PAGE TEXT
•••

Involvement of protein acetylation in glucose-induced transcription of a stress-responsive promoter

In eukaryotes, lysine acetylation is a well-established post-translational modification that has been implicated in virtually all aspects of eukaryotic physiology. Although homologues of the enzymes that catalyse protein acetylation are widely conserved and distributed among bacterial species, not much is known about the impact of protein acetylation on bacterial physiology. Here, we present evidence that the Gcn5-like acetyltransferase YfiQ and the sirtuin deacetylase CobB play crucial roles in the transcription regulation of the periplasmic stress-responsive promoter cpxP when cells of Escherichia coli grow in the presence of glucose, an environment that induces protein acetylation. Under this growth condition, several acetylation sites were detected on three of the RNA polymerase subunits: beta, beta' and alpha. We focused on acetylations of the carboxy-terminal domain (CTD) of alpha because of its relative small size and its limited acetylation. We determined that K298 of alpha is acetylated in a glucose and YfiQ-dependent manner and that K298 is specifically required for glucose-induced cpxP transcription. Because the alpha CTD aids in promoter recognition by RNA polymerase, we propose its acetylation may influence bacterial physiology through effects on gene expression.

•••

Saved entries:
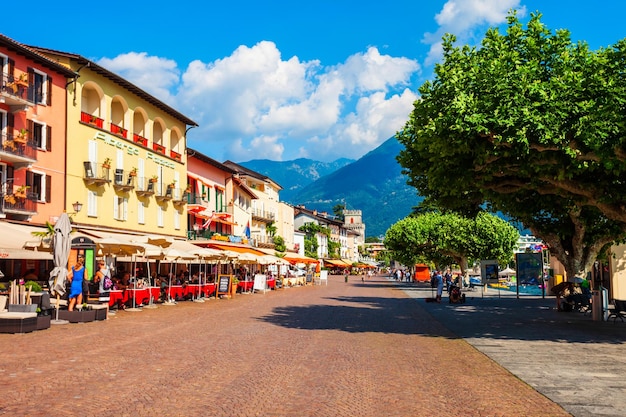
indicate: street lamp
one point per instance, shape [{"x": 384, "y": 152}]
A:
[{"x": 77, "y": 206}]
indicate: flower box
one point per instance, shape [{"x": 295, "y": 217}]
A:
[{"x": 140, "y": 140}]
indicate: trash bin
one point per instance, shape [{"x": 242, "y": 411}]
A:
[{"x": 596, "y": 305}]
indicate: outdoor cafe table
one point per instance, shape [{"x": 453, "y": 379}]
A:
[
  {"x": 155, "y": 292},
  {"x": 176, "y": 292},
  {"x": 116, "y": 297},
  {"x": 140, "y": 295},
  {"x": 192, "y": 290},
  {"x": 246, "y": 286}
]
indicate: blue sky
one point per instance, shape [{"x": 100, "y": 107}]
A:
[{"x": 282, "y": 80}]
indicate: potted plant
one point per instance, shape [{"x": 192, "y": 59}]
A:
[
  {"x": 22, "y": 79},
  {"x": 20, "y": 192},
  {"x": 234, "y": 282},
  {"x": 22, "y": 136}
]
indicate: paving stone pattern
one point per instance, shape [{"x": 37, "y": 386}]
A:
[{"x": 355, "y": 349}]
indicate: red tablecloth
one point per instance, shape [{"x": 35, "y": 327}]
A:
[
  {"x": 140, "y": 295},
  {"x": 115, "y": 297},
  {"x": 155, "y": 293},
  {"x": 175, "y": 292},
  {"x": 246, "y": 285},
  {"x": 192, "y": 290},
  {"x": 208, "y": 289}
]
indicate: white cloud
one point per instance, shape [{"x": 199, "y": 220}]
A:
[
  {"x": 157, "y": 76},
  {"x": 463, "y": 17},
  {"x": 255, "y": 104}
]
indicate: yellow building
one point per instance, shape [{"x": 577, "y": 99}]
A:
[{"x": 126, "y": 159}]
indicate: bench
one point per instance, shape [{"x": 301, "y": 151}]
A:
[{"x": 618, "y": 311}]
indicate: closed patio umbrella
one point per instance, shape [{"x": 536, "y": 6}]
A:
[{"x": 61, "y": 244}]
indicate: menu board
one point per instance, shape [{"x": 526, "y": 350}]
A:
[
  {"x": 223, "y": 285},
  {"x": 260, "y": 282}
]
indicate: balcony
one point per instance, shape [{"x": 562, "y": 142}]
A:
[
  {"x": 196, "y": 199},
  {"x": 18, "y": 201},
  {"x": 140, "y": 140},
  {"x": 91, "y": 120},
  {"x": 95, "y": 173},
  {"x": 175, "y": 156},
  {"x": 164, "y": 192},
  {"x": 180, "y": 196},
  {"x": 263, "y": 216},
  {"x": 145, "y": 187},
  {"x": 14, "y": 92},
  {"x": 17, "y": 150},
  {"x": 158, "y": 148},
  {"x": 124, "y": 181},
  {"x": 119, "y": 130}
]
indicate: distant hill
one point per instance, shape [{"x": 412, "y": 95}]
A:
[
  {"x": 373, "y": 184},
  {"x": 294, "y": 175}
]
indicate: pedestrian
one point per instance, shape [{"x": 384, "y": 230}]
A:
[
  {"x": 448, "y": 279},
  {"x": 439, "y": 280},
  {"x": 76, "y": 277}
]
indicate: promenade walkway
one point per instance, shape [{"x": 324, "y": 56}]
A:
[
  {"x": 355, "y": 349},
  {"x": 576, "y": 362}
]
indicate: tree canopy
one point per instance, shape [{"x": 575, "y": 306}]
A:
[
  {"x": 450, "y": 238},
  {"x": 532, "y": 125}
]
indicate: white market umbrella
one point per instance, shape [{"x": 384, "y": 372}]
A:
[
  {"x": 173, "y": 255},
  {"x": 506, "y": 272},
  {"x": 61, "y": 244}
]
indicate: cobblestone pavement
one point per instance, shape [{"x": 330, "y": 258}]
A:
[
  {"x": 570, "y": 358},
  {"x": 355, "y": 349}
]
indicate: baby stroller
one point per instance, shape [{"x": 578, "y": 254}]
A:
[{"x": 455, "y": 295}]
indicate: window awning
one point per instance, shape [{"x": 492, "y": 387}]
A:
[
  {"x": 236, "y": 248},
  {"x": 295, "y": 258}
]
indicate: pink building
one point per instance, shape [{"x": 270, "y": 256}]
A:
[{"x": 33, "y": 134}]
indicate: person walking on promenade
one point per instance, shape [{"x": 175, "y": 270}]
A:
[
  {"x": 439, "y": 280},
  {"x": 76, "y": 276}
]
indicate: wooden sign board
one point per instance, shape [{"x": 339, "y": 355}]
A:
[
  {"x": 324, "y": 277},
  {"x": 260, "y": 283},
  {"x": 223, "y": 285}
]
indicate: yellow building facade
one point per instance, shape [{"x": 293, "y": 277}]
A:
[{"x": 126, "y": 158}]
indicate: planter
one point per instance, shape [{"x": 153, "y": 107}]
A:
[
  {"x": 77, "y": 316},
  {"x": 43, "y": 322},
  {"x": 22, "y": 308}
]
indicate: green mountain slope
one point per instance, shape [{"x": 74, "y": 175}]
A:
[
  {"x": 374, "y": 184},
  {"x": 294, "y": 175}
]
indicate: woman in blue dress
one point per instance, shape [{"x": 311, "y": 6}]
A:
[{"x": 76, "y": 276}]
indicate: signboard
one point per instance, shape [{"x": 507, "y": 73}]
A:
[
  {"x": 260, "y": 282},
  {"x": 489, "y": 272},
  {"x": 323, "y": 276},
  {"x": 223, "y": 285}
]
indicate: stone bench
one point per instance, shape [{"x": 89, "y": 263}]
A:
[{"x": 18, "y": 322}]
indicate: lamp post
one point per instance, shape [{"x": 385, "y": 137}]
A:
[{"x": 77, "y": 206}]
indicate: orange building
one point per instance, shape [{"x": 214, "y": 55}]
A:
[{"x": 33, "y": 127}]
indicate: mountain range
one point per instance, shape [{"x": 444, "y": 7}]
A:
[{"x": 373, "y": 184}]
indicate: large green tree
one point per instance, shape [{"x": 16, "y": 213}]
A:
[
  {"x": 532, "y": 125},
  {"x": 450, "y": 238}
]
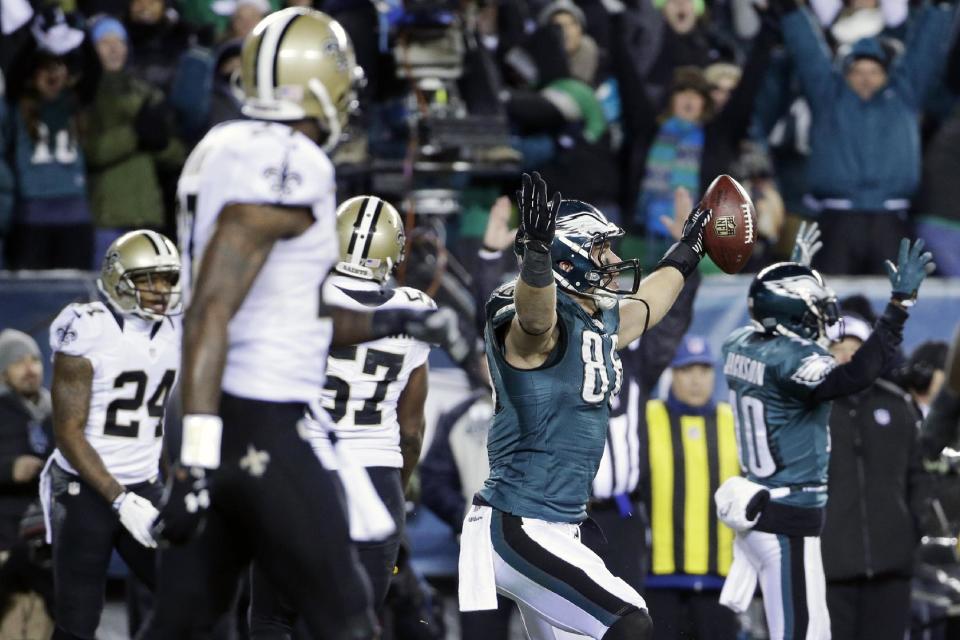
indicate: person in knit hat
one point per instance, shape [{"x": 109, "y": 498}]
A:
[{"x": 25, "y": 429}]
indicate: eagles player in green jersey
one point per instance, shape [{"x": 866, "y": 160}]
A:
[
  {"x": 552, "y": 339},
  {"x": 782, "y": 381}
]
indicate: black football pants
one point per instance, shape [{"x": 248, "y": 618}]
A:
[
  {"x": 272, "y": 502},
  {"x": 85, "y": 531},
  {"x": 271, "y": 618}
]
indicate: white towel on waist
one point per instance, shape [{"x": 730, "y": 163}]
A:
[
  {"x": 478, "y": 584},
  {"x": 741, "y": 582},
  {"x": 46, "y": 496}
]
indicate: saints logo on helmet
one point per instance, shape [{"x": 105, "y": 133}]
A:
[
  {"x": 299, "y": 63},
  {"x": 791, "y": 299},
  {"x": 371, "y": 238},
  {"x": 141, "y": 275},
  {"x": 582, "y": 232}
]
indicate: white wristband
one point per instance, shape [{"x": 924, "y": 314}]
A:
[{"x": 201, "y": 441}]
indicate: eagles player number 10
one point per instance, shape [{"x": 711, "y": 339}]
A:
[{"x": 753, "y": 444}]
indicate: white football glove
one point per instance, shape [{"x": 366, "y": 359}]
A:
[
  {"x": 137, "y": 515},
  {"x": 807, "y": 244}
]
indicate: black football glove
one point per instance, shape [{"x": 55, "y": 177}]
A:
[
  {"x": 685, "y": 255},
  {"x": 183, "y": 508},
  {"x": 538, "y": 218},
  {"x": 440, "y": 327}
]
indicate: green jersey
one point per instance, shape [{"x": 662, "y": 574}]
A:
[
  {"x": 550, "y": 423},
  {"x": 782, "y": 434}
]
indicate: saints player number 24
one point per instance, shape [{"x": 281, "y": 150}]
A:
[
  {"x": 115, "y": 426},
  {"x": 752, "y": 441}
]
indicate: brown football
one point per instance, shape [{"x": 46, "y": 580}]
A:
[{"x": 732, "y": 231}]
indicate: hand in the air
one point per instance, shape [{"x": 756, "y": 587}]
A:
[
  {"x": 538, "y": 218},
  {"x": 186, "y": 499},
  {"x": 909, "y": 272},
  {"x": 807, "y": 244},
  {"x": 439, "y": 327},
  {"x": 498, "y": 235},
  {"x": 693, "y": 228},
  {"x": 682, "y": 204},
  {"x": 137, "y": 515}
]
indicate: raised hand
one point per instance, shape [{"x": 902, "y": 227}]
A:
[
  {"x": 538, "y": 217},
  {"x": 807, "y": 244},
  {"x": 692, "y": 234},
  {"x": 909, "y": 272}
]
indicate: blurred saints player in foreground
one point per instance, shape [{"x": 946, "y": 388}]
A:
[
  {"x": 374, "y": 396},
  {"x": 552, "y": 339},
  {"x": 257, "y": 221}
]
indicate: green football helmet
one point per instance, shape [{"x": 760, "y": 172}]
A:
[{"x": 791, "y": 299}]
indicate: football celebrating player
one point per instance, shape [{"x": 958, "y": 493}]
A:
[
  {"x": 374, "y": 396},
  {"x": 257, "y": 229},
  {"x": 552, "y": 338},
  {"x": 781, "y": 381},
  {"x": 114, "y": 365}
]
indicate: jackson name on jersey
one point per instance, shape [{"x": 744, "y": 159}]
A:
[
  {"x": 364, "y": 382},
  {"x": 782, "y": 433},
  {"x": 136, "y": 364},
  {"x": 277, "y": 338}
]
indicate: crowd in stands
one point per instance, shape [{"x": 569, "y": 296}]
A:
[{"x": 841, "y": 111}]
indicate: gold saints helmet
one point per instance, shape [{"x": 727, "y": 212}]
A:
[
  {"x": 299, "y": 63},
  {"x": 139, "y": 253},
  {"x": 371, "y": 238}
]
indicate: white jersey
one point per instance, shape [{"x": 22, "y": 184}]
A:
[
  {"x": 364, "y": 382},
  {"x": 277, "y": 341},
  {"x": 136, "y": 364}
]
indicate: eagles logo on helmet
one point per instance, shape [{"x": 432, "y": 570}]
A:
[
  {"x": 132, "y": 256},
  {"x": 791, "y": 299},
  {"x": 372, "y": 240},
  {"x": 299, "y": 63},
  {"x": 582, "y": 230}
]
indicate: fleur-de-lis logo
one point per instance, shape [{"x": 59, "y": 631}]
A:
[
  {"x": 66, "y": 335},
  {"x": 284, "y": 180}
]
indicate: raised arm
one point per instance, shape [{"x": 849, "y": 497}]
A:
[
  {"x": 924, "y": 58},
  {"x": 808, "y": 50},
  {"x": 660, "y": 289},
  {"x": 533, "y": 332}
]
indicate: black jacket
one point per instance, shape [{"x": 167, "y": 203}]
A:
[
  {"x": 875, "y": 486},
  {"x": 20, "y": 434}
]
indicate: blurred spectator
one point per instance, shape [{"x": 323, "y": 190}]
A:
[
  {"x": 865, "y": 149},
  {"x": 938, "y": 206},
  {"x": 697, "y": 138},
  {"x": 25, "y": 429},
  {"x": 874, "y": 504},
  {"x": 691, "y": 449},
  {"x": 156, "y": 38},
  {"x": 126, "y": 133},
  {"x": 51, "y": 219},
  {"x": 582, "y": 52},
  {"x": 851, "y": 20},
  {"x": 227, "y": 96},
  {"x": 754, "y": 171},
  {"x": 923, "y": 374},
  {"x": 246, "y": 15},
  {"x": 214, "y": 16}
]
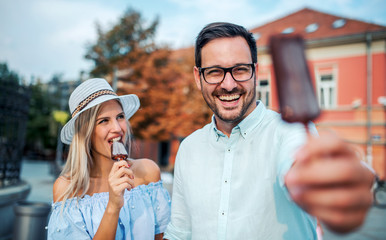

•••

EXERCISE
According to the abstract on protein acetylation, which residue of the alpha subunit is acetylated in a glucose- and YfiQ-dependent manner?

SOLUTION TO THE PROBLEM
K298